What to do: Copy out each line of the entries below in which the string "segment" appears.

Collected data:

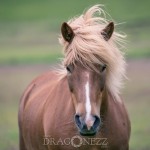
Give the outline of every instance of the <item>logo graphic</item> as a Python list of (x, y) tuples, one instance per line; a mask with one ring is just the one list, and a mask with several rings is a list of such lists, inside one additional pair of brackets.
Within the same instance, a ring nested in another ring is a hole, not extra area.
[(57, 138), (57, 140), (51, 136), (43, 138), (43, 145), (71, 145), (72, 147), (79, 148), (84, 145), (98, 145), (102, 148), (108, 147), (107, 138), (83, 138), (79, 135), (75, 135), (71, 138)]
[(76, 135), (76, 136), (73, 136), (72, 138), (71, 138), (71, 145), (73, 146), (73, 147), (80, 147), (81, 145), (82, 145), (83, 143), (82, 143), (82, 138), (80, 137), (80, 136), (78, 136), (78, 135)]

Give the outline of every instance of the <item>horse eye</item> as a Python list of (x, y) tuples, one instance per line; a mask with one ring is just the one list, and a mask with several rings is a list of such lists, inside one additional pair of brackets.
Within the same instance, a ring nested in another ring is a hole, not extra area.
[(71, 70), (70, 70), (70, 68), (68, 66), (66, 67), (66, 69), (67, 69), (68, 72), (71, 72)]
[(106, 65), (101, 66), (101, 72), (105, 71)]
[(67, 71), (68, 71), (69, 73), (72, 73), (72, 71), (73, 71), (73, 66), (72, 66), (72, 65), (68, 65), (68, 66), (66, 67), (66, 69), (67, 69)]

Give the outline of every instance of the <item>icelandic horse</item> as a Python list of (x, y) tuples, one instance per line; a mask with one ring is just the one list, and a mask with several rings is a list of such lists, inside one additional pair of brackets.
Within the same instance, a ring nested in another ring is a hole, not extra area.
[[(120, 97), (124, 36), (103, 13), (95, 5), (62, 24), (63, 68), (33, 80), (21, 98), (20, 150), (129, 149), (130, 120)], [(48, 136), (53, 142), (43, 144)], [(107, 145), (54, 143), (75, 136), (76, 143), (105, 138)]]

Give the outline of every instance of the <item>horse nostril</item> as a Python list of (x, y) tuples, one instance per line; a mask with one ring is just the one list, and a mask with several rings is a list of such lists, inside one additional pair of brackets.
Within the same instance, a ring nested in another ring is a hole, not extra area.
[(78, 114), (75, 115), (75, 122), (79, 128), (81, 128), (82, 124), (80, 121), (80, 116)]
[(81, 135), (94, 135), (99, 129), (101, 120), (98, 116), (91, 116), (93, 123), (85, 122), (86, 120), (82, 119), (78, 114), (74, 118)]
[(93, 124), (93, 128), (97, 129), (98, 126), (100, 125), (101, 120), (98, 116), (94, 116), (94, 118), (95, 118), (95, 121), (94, 121), (94, 124)]

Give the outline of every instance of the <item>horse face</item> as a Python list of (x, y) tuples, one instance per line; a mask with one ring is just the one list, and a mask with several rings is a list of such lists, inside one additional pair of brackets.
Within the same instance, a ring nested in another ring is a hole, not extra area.
[(75, 123), (81, 135), (95, 135), (98, 131), (102, 93), (105, 87), (106, 65), (95, 65), (98, 72), (83, 65), (68, 65), (68, 84), (75, 105)]

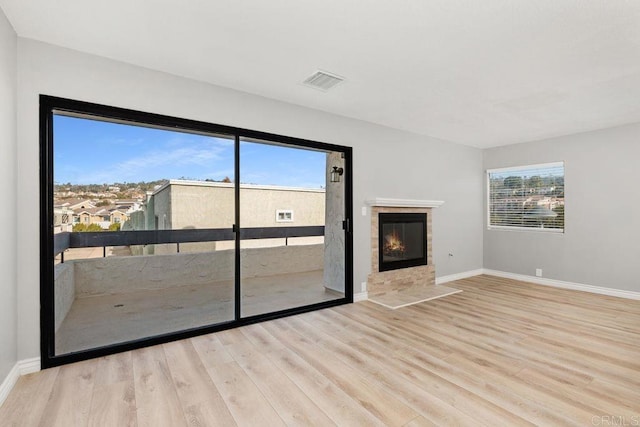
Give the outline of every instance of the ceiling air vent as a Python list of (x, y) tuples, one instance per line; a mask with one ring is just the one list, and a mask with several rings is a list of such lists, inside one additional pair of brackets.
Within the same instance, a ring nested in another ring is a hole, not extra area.
[(327, 73), (326, 71), (316, 71), (307, 77), (303, 83), (326, 92), (343, 80), (342, 77), (335, 74)]

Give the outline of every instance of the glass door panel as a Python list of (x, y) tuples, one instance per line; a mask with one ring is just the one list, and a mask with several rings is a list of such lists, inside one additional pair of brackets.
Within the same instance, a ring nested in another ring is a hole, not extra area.
[(344, 298), (344, 180), (331, 182), (343, 163), (341, 153), (241, 138), (242, 317)]
[(234, 137), (53, 115), (55, 354), (235, 319)]

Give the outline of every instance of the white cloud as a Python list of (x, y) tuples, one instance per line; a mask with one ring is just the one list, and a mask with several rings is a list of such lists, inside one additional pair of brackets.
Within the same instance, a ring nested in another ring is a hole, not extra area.
[[(201, 175), (198, 169), (211, 169), (216, 163), (231, 162), (233, 152), (227, 144), (216, 139), (207, 139), (197, 143), (172, 139), (161, 148), (138, 154), (113, 165), (104, 165), (101, 170), (78, 174), (78, 182), (104, 183), (139, 181), (176, 176)], [(126, 152), (123, 153), (126, 155)], [(231, 156), (227, 160), (228, 156)], [(227, 167), (228, 165), (223, 165)], [(154, 178), (149, 176), (153, 175)]]

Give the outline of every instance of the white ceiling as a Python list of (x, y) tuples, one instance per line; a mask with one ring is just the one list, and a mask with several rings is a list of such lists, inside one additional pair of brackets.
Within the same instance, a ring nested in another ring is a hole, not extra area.
[[(0, 0), (18, 35), (493, 147), (640, 122), (635, 0)], [(324, 93), (316, 69), (345, 77)]]

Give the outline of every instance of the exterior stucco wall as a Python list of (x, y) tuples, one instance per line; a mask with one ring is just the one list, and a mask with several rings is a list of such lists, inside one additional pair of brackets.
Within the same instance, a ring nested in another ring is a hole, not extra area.
[(156, 215), (160, 212), (167, 215), (174, 230), (233, 226), (235, 198), (232, 184), (171, 184), (167, 188), (171, 191), (171, 205), (159, 206), (156, 203), (155, 209)]
[(344, 292), (345, 284), (345, 180), (331, 182), (334, 166), (344, 168), (341, 153), (327, 154), (327, 207), (325, 212), (324, 284), (327, 288)]
[[(243, 249), (243, 278), (323, 268), (323, 245)], [(234, 279), (233, 250), (75, 261), (76, 297), (206, 285)]]
[[(159, 229), (231, 228), (235, 222), (233, 184), (171, 181), (154, 193), (153, 205)], [(293, 221), (276, 221), (277, 210), (293, 211)], [(324, 190), (240, 186), (243, 227), (324, 225), (324, 216)]]
[(76, 288), (74, 284), (74, 261), (58, 264), (55, 267), (54, 275), (54, 318), (55, 330), (57, 331), (62, 321), (76, 298)]

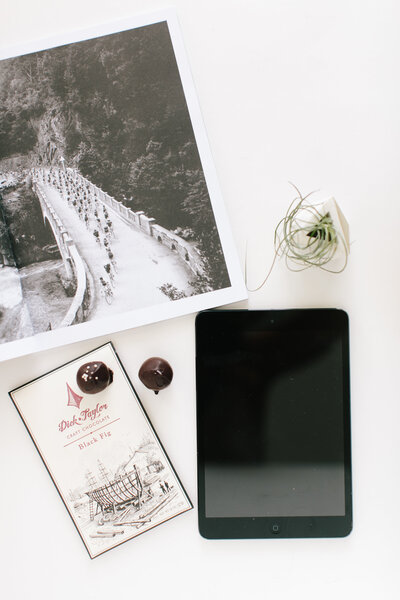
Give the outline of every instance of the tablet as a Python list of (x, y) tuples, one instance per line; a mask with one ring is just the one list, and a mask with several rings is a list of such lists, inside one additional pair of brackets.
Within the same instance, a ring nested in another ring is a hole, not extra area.
[(201, 535), (350, 533), (345, 312), (200, 313), (196, 388)]

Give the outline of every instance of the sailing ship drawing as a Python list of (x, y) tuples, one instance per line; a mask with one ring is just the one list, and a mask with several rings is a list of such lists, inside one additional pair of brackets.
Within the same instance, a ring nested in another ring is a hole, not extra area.
[[(86, 472), (86, 487), (74, 509), (81, 516), (85, 509), (89, 537), (123, 535), (125, 529), (121, 527), (130, 531), (152, 527), (174, 512), (180, 494), (173, 483), (174, 477), (154, 450), (152, 443), (135, 451), (130, 448), (129, 458), (113, 474), (100, 459), (98, 476)], [(71, 499), (73, 496), (71, 493)], [(107, 525), (112, 525), (112, 529), (104, 528)]]

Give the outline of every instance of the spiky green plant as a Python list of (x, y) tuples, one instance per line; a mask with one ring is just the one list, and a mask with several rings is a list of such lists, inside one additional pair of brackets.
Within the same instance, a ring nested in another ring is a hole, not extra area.
[[(330, 273), (341, 273), (346, 268), (347, 246), (341, 233), (334, 227), (331, 215), (320, 211), (321, 203), (311, 204), (308, 201), (313, 192), (303, 196), (295, 185), (293, 187), (298, 195), (275, 228), (275, 254), (271, 267), (258, 287), (248, 288), (251, 292), (261, 289), (266, 283), (277, 257), (285, 257), (286, 266), (291, 271), (319, 267)], [(340, 246), (344, 249), (343, 265), (336, 269), (328, 267)], [(247, 282), (247, 268), (245, 278)]]

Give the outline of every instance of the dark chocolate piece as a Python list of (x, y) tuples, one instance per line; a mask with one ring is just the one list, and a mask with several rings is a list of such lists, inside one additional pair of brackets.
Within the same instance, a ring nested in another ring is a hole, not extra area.
[(139, 369), (140, 381), (155, 394), (166, 388), (172, 381), (172, 367), (159, 356), (152, 356), (144, 361)]
[(113, 381), (113, 372), (101, 361), (88, 362), (79, 367), (76, 383), (85, 394), (102, 392)]

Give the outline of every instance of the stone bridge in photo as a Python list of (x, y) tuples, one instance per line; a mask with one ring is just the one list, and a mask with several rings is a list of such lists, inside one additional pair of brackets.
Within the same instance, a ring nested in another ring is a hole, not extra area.
[(116, 200), (91, 181), (83, 177), (78, 171), (67, 169), (67, 172), (73, 172), (82, 185), (89, 189), (93, 194), (97, 195), (100, 200), (109, 206), (120, 219), (123, 219), (131, 227), (139, 229), (146, 235), (154, 237), (160, 244), (163, 244), (173, 252), (176, 252), (182, 260), (186, 262), (189, 268), (195, 275), (204, 275), (202, 259), (193, 243), (187, 242), (172, 231), (157, 225), (155, 219), (147, 217), (142, 210), (134, 212), (130, 208), (124, 206), (122, 202)]
[[(112, 252), (110, 253), (111, 245), (108, 245), (105, 237), (103, 237), (104, 231), (108, 229), (105, 227), (106, 220), (103, 213), (107, 214), (110, 227), (111, 222), (113, 222), (115, 228), (115, 222), (119, 220), (125, 224), (123, 225), (124, 229), (129, 228), (132, 233), (135, 231), (136, 236), (139, 233), (147, 238), (153, 238), (152, 244), (160, 244), (164, 248), (164, 255), (169, 253), (171, 260), (174, 256), (173, 260), (178, 260), (182, 264), (180, 268), (191, 272), (192, 277), (204, 275), (201, 256), (193, 243), (161, 227), (153, 218), (145, 215), (143, 211), (134, 212), (124, 206), (122, 202), (95, 186), (78, 171), (69, 168), (35, 168), (32, 169), (31, 174), (33, 189), (39, 199), (43, 219), (49, 224), (54, 233), (65, 267), (66, 277), (76, 285), (71, 307), (61, 326), (68, 326), (85, 320), (91, 308), (90, 305), (93, 304), (92, 296), (97, 294), (99, 297), (102, 291), (99, 279), (101, 280), (103, 277), (99, 277), (99, 275), (105, 277), (105, 273), (99, 273), (97, 269), (96, 276), (93, 277), (93, 273), (91, 273), (93, 268), (88, 269), (87, 265), (90, 264), (93, 267), (96, 262), (101, 262), (101, 260), (104, 262), (104, 257), (103, 259), (100, 257), (101, 253), (104, 255), (104, 251), (108, 252), (109, 257), (113, 255)], [(88, 217), (88, 205), (90, 205), (90, 218)], [(84, 212), (82, 211), (83, 206), (85, 207)], [(75, 211), (71, 211), (71, 208), (74, 208)], [(80, 221), (77, 219), (78, 212)], [(70, 213), (75, 214), (74, 223), (70, 219)], [(101, 213), (102, 223), (100, 223), (98, 213)], [(96, 225), (93, 214), (96, 215), (99, 226)], [(84, 228), (84, 219), (86, 219), (86, 229)], [(92, 236), (96, 235), (96, 231), (98, 246), (95, 247), (95, 240)], [(82, 244), (79, 243), (82, 236), (91, 238), (89, 241), (92, 249), (89, 259), (85, 252), (82, 252)], [(100, 240), (104, 240), (104, 244), (107, 244), (107, 246), (102, 247)], [(81, 250), (79, 250), (79, 247), (81, 247)], [(106, 262), (107, 260), (106, 258)], [(153, 260), (153, 262), (156, 263), (157, 261)], [(108, 273), (108, 275), (111, 277), (112, 273)], [(112, 283), (112, 279), (109, 283)], [(104, 285), (103, 282), (102, 285)], [(158, 287), (158, 289), (161, 288)]]
[(84, 304), (88, 295), (85, 264), (73, 239), (65, 229), (51, 203), (46, 198), (46, 194), (37, 184), (37, 181), (33, 180), (32, 187), (39, 199), (43, 219), (45, 222), (48, 222), (53, 231), (54, 238), (64, 263), (66, 276), (68, 279), (74, 279), (76, 282), (74, 299), (60, 324), (60, 327), (66, 327), (74, 323), (79, 323), (83, 319)]

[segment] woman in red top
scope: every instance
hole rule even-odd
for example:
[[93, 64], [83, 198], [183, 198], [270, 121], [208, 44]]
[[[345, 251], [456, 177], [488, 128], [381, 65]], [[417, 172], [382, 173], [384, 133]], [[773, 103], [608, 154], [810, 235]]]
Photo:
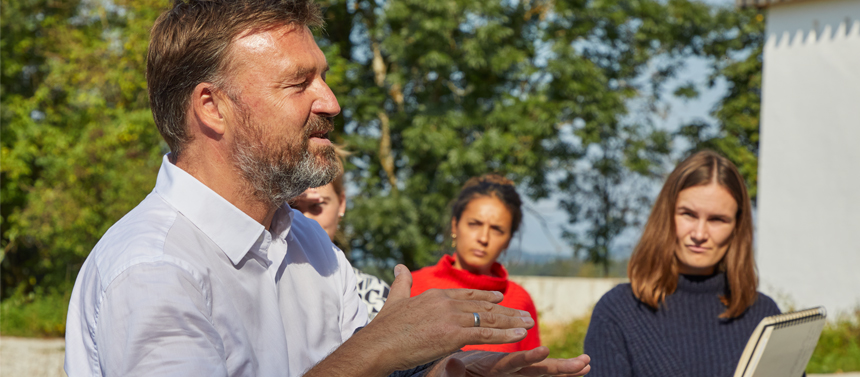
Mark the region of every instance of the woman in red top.
[[535, 320], [535, 326], [519, 342], [469, 345], [463, 350], [515, 352], [540, 346], [537, 310], [531, 296], [509, 281], [508, 272], [496, 262], [520, 227], [521, 205], [510, 180], [495, 174], [469, 179], [451, 211], [453, 255], [412, 273], [412, 296], [432, 288], [499, 291], [505, 296], [499, 305], [528, 311]]

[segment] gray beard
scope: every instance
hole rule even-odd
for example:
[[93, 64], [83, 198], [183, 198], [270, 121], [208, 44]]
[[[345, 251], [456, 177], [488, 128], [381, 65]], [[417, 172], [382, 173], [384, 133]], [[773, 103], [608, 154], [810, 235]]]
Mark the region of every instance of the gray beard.
[[328, 184], [340, 174], [334, 148], [326, 147], [314, 155], [308, 150], [307, 137], [302, 137], [301, 143], [286, 148], [266, 147], [261, 138], [248, 134], [236, 139], [233, 158], [248, 183], [249, 194], [276, 208], [308, 188]]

Exercise output:
[segment] woman in red top
[segment] gray beard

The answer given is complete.